--- Short task ---
Please continue the discussion of plus addressing in email from its last sentence, ignoring the material that follows it.

--- Page extract ---
Admittedly it is fairly new, and opt-in for reasons described on the link above, but it should be straightforward for a client moving in from another that supported plus addressing.

The convention has existed almost as long as there's been sendmail, and is available in postfix too.  This is handy to direct incoming email into different boxes, and makes it possible to narrow down who leaked your email address.

Absolutely. but in the context of the Microsoft 365 platform, it is less than 6 months since it was implemented as a checkbox administrators could enable. Before that it took custom aliasing or other hackery.


Indeed: I use it for my subscription to mailop as you can see.

I'm not sure how many years I have used plus addressing, but I first blogged about my experience with a product-specific implementation in mid-2008.


UNFORTUNATELY, many web sites outright refuse to accept "+" as a valid character in an email LHS, despite the fact that the RFC's permit it.

In fact, I've run into occasions where the "new user" function permits it, but logging in and/or password change *don't*.  Worse was one that entirely disabled it long after I've been using it successfully, routinely.

I've run into both of these a couple times. Sometimes in my favour, in one case it was the "update your profile" page that wouldn't work, I couldn't even change my e-mail address as the existing one was non-editable and invalid. Customer service shrugged and suggested I create a new account, so I did by referring myself, and got both sides of the referral bonuses and their slew of new-user bonuses.

When I was running my own hosting service, I supported - as an alternate character (user-subaddress@domain = user+subaddress@domain) and for users that wanted, subaddress@user.domain too, although I only deployed the DNS records upon request.

--- Record extracts ---
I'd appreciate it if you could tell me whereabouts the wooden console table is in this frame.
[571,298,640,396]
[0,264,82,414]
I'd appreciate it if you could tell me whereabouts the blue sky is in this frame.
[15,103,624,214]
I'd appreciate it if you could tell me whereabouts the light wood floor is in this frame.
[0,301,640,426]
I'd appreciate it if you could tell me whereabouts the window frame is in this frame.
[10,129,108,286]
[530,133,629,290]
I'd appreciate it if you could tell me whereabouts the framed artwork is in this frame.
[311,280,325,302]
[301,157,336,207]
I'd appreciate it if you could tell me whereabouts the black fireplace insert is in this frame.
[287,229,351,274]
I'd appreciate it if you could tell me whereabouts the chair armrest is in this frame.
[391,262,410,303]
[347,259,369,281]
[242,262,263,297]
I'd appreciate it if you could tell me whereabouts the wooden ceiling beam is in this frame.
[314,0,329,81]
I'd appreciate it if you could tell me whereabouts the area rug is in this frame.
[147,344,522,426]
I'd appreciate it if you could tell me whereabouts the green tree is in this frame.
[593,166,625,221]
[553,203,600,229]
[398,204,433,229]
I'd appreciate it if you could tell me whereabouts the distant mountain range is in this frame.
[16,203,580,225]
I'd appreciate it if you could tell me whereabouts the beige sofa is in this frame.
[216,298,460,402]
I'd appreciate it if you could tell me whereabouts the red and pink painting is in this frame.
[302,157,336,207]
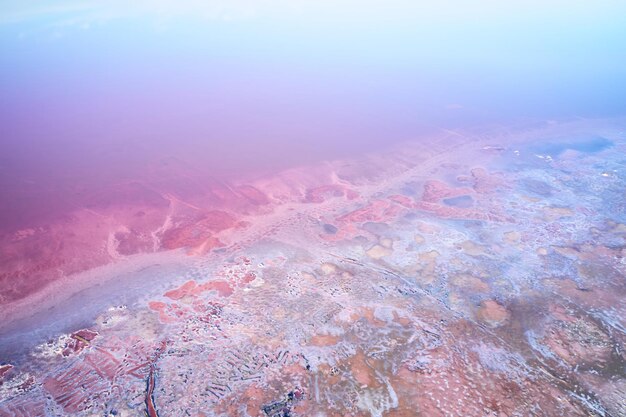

--- The answer ---
When I exited the market professionally and was looking for somewhere to refer customers, my discovery that FastMail supported the subdomain addressing by default brought them a decent number of mailboxes, eventually including my own personal address(es).



It's useful, but be aware that some sites screw it up.  Some relatively major ones.

I haven't yet found anywhere that can't cope with at least one of my address format alternates.

Another issue is that more and more companies are restricting addresses that contain their name. Uber doesn't (or at least didn't) allow uber@, dave+user@ or dave-uber@, but they were fine with u-morons-ber@ so that was good enough for me.

I've seen this a bit in the health world, our local blood laboratory accepts my email address and sends account related information, but not appointment confirmations. I was able to discuss it with their technical staff and the addresses was blacklisted in their ESP's database, but they couldn't see why. I experimented with other addresses at the same domain, and the same username at another domain, it was definitely the username portion.

Tossing a -morons- in the middle does the trick, but it means I have even more address formats to potentially use when trying to recall credentials or account details. Thank dog for password managers and searchable indefinite email retention being things.